[Extracted data entries]
-- Start --

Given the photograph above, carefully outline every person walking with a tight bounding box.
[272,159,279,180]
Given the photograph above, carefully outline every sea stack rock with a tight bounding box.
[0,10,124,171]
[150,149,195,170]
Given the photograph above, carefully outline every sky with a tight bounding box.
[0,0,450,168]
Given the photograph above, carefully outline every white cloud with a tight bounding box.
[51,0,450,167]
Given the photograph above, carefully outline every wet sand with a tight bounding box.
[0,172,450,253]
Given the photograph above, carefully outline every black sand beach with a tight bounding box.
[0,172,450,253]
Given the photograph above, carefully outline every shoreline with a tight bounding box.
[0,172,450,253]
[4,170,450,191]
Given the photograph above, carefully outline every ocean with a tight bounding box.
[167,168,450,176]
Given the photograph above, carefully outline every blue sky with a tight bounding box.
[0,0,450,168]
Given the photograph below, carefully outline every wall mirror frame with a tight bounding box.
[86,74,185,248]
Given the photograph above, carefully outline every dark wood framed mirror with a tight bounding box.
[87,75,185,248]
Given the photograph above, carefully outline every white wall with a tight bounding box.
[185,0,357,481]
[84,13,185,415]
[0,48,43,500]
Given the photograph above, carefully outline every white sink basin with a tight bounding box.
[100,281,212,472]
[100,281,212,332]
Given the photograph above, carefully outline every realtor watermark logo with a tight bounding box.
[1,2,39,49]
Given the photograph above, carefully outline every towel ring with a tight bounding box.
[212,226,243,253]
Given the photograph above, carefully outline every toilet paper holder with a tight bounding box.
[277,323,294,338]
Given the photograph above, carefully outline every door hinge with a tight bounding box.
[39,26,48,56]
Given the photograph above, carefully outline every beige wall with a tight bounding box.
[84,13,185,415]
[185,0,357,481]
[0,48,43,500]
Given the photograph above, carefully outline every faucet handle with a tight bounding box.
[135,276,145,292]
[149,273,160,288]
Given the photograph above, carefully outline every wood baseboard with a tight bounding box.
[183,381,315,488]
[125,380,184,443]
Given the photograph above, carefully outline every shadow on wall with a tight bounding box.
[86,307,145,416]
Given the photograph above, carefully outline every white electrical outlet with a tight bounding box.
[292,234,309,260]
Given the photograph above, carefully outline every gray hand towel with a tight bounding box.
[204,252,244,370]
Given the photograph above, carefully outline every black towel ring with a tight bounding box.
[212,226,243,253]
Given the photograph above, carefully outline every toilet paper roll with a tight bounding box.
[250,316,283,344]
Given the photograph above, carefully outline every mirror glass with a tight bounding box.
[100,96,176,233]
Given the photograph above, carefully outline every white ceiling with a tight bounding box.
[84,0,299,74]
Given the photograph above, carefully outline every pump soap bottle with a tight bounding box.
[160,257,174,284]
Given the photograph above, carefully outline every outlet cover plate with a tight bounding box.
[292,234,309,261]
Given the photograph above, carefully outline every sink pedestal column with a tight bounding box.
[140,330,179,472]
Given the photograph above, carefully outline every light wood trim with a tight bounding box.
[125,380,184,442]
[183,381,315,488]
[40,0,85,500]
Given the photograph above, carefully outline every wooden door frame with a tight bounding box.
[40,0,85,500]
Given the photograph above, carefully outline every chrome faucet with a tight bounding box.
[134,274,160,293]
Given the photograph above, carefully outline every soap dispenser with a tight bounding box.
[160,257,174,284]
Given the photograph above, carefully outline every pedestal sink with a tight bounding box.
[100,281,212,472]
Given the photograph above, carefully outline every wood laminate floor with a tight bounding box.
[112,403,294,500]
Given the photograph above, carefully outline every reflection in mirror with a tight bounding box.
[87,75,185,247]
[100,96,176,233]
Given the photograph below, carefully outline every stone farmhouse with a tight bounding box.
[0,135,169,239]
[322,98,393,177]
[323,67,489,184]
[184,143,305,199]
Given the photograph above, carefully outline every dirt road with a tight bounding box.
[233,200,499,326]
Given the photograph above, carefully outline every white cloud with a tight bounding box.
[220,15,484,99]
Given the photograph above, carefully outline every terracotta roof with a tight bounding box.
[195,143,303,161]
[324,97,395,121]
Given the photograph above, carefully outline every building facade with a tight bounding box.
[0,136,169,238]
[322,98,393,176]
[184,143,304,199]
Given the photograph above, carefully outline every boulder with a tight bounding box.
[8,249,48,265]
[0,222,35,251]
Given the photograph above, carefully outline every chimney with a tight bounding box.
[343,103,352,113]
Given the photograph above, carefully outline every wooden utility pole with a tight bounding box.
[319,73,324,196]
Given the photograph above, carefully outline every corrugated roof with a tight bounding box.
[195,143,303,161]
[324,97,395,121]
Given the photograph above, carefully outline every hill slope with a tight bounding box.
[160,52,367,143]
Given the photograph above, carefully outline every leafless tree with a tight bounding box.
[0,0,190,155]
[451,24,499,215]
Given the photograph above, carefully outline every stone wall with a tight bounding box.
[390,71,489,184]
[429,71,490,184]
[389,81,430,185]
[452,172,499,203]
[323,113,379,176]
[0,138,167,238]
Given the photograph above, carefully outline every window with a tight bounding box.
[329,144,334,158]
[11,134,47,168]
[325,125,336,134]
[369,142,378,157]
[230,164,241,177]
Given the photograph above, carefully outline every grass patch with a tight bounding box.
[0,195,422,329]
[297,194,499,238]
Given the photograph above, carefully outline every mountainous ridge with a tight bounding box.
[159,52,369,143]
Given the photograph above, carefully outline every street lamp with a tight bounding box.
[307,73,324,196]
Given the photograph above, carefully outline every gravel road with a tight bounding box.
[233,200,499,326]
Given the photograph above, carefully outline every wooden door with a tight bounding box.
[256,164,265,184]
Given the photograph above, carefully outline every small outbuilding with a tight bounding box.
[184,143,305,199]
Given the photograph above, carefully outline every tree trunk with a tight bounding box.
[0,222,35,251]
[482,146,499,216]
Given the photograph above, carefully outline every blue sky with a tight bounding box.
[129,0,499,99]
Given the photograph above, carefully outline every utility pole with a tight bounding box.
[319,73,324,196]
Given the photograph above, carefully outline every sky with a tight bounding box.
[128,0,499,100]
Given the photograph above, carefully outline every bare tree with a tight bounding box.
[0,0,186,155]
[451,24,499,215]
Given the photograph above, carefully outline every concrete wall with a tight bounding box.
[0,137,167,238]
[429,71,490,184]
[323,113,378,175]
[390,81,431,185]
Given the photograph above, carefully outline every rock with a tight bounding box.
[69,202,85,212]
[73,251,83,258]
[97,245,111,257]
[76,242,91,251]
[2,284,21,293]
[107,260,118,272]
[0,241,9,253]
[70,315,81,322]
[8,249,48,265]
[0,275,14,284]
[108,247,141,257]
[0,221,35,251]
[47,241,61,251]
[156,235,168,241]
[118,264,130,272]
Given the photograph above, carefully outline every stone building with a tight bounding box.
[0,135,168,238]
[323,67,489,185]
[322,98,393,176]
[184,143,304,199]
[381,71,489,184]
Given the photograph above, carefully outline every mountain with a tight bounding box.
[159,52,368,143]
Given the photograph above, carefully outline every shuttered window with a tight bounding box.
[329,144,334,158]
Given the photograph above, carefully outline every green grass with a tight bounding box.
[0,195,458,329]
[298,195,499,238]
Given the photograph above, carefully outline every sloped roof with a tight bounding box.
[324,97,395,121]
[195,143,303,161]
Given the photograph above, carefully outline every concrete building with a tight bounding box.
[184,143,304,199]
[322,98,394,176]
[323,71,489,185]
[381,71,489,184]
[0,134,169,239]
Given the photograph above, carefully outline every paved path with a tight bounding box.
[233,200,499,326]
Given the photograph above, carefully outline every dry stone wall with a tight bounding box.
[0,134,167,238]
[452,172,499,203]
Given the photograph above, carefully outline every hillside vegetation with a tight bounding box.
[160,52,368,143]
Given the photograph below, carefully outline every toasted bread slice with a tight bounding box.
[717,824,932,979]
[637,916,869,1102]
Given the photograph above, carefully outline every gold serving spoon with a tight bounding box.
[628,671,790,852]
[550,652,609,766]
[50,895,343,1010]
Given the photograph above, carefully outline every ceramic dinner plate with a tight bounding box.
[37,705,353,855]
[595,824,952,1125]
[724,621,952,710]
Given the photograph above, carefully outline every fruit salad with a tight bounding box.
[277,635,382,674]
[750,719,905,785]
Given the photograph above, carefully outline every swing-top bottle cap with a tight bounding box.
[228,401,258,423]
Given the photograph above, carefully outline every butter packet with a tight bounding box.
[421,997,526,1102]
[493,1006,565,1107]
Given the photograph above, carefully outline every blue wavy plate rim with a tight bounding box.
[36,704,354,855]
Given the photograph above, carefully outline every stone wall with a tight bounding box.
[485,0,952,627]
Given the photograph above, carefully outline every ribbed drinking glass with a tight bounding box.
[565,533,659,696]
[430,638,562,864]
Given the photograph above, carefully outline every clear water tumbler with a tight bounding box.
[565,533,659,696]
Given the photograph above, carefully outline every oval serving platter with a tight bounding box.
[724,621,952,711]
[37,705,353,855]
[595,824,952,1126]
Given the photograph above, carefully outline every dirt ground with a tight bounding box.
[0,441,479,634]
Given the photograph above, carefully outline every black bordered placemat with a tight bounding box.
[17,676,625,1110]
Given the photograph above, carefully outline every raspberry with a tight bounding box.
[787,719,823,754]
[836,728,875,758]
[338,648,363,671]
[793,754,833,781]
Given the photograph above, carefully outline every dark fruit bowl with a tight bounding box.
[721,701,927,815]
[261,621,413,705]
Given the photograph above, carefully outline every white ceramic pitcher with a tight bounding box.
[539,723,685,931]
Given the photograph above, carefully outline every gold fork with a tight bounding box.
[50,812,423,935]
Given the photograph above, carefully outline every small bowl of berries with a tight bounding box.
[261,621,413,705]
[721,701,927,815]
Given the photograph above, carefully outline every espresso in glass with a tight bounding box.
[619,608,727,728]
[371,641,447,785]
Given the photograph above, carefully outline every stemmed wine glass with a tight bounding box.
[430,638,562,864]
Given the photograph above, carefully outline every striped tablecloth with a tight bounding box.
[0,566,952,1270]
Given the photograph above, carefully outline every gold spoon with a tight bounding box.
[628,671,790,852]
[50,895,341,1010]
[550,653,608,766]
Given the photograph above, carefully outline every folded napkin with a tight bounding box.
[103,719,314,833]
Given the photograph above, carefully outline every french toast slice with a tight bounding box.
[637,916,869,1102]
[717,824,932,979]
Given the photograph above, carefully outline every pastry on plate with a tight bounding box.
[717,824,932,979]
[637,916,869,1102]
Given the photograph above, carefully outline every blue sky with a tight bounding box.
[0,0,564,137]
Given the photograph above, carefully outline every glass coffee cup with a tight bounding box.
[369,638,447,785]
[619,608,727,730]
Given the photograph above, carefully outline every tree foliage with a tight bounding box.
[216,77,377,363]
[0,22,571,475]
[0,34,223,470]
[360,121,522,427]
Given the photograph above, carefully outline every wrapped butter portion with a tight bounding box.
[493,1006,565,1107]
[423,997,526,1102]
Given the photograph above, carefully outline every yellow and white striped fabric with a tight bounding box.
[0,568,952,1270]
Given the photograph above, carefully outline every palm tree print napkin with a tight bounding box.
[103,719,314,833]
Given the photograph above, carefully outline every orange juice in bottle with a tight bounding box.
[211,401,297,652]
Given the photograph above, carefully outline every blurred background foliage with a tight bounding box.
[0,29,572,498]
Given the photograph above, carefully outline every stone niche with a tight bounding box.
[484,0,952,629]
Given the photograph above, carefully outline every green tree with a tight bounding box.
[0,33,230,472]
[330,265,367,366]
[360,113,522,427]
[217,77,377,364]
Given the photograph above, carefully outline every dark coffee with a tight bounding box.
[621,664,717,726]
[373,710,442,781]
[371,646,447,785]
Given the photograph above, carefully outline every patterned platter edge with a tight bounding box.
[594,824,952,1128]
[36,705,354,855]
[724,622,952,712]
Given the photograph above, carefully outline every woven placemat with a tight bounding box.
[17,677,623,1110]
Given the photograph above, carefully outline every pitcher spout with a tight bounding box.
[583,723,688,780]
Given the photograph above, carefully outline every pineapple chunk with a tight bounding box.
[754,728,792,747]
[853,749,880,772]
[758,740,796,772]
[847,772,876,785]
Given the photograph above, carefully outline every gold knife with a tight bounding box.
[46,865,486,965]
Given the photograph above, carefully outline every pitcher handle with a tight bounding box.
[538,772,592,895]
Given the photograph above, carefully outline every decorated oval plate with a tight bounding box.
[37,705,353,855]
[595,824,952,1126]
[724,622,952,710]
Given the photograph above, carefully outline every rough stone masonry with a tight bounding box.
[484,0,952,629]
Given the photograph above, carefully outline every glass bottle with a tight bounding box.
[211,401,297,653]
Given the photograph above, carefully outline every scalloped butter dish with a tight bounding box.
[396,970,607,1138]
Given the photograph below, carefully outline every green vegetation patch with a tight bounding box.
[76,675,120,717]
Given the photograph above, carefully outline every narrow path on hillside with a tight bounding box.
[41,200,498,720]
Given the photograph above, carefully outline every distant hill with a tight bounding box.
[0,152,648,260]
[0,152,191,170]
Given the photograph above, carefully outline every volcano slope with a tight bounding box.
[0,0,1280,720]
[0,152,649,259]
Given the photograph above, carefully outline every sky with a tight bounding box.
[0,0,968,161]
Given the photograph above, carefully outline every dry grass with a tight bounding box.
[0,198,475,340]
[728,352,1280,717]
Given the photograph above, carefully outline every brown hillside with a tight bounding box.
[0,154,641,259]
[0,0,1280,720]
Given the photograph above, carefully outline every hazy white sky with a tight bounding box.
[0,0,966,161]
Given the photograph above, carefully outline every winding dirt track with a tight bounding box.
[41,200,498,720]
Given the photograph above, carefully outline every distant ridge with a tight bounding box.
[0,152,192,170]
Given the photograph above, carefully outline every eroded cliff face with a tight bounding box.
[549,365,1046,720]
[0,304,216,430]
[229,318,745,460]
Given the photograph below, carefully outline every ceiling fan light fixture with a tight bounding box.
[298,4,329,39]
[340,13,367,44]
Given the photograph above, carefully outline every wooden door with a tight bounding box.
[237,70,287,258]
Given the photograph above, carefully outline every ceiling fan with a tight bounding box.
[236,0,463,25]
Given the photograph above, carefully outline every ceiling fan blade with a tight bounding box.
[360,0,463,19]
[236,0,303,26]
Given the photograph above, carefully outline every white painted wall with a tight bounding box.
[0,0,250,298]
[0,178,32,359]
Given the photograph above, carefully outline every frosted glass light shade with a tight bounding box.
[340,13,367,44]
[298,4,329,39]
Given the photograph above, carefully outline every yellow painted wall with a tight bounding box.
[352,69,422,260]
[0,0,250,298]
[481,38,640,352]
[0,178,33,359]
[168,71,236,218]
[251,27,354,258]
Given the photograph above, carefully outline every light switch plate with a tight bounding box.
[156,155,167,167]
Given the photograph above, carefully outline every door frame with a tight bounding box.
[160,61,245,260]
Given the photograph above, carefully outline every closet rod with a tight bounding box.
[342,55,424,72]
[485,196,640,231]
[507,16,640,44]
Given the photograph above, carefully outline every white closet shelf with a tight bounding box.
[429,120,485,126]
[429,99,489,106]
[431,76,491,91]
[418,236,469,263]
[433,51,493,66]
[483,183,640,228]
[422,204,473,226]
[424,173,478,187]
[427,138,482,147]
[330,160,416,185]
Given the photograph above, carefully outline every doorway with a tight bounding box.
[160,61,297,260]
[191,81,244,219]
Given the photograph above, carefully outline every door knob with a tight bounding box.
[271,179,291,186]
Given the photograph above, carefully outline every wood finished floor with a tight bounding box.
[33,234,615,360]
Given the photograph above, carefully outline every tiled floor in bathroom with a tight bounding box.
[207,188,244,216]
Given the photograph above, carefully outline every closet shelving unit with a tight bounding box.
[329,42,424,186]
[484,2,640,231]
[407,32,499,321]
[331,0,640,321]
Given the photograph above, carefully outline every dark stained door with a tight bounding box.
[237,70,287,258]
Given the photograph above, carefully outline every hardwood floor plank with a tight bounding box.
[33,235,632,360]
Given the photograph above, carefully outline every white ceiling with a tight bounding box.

-- End --

__THE EXERCISE__
Please extract lines from the data above word for word, starting at the line that has "Given the photograph above, carefully outline every brown" and ending after the line that has "[0,152,192,170]". Include both of those lines.

__OUTPUT OF THE TASK__
Given the photograph above, carefully outline every brown hillside with a tight bounding box.
[0,154,641,259]
[0,0,1280,720]
Given the photograph above, carefully outline every hazy white sky with a tight bounding box.
[0,0,966,161]
Given the photograph above, carefully outline every winding dirt track with a tight bounding box.
[41,200,498,720]
Given the photograph above, carefully outline every distant ridge with a tight bounding box.
[0,152,192,170]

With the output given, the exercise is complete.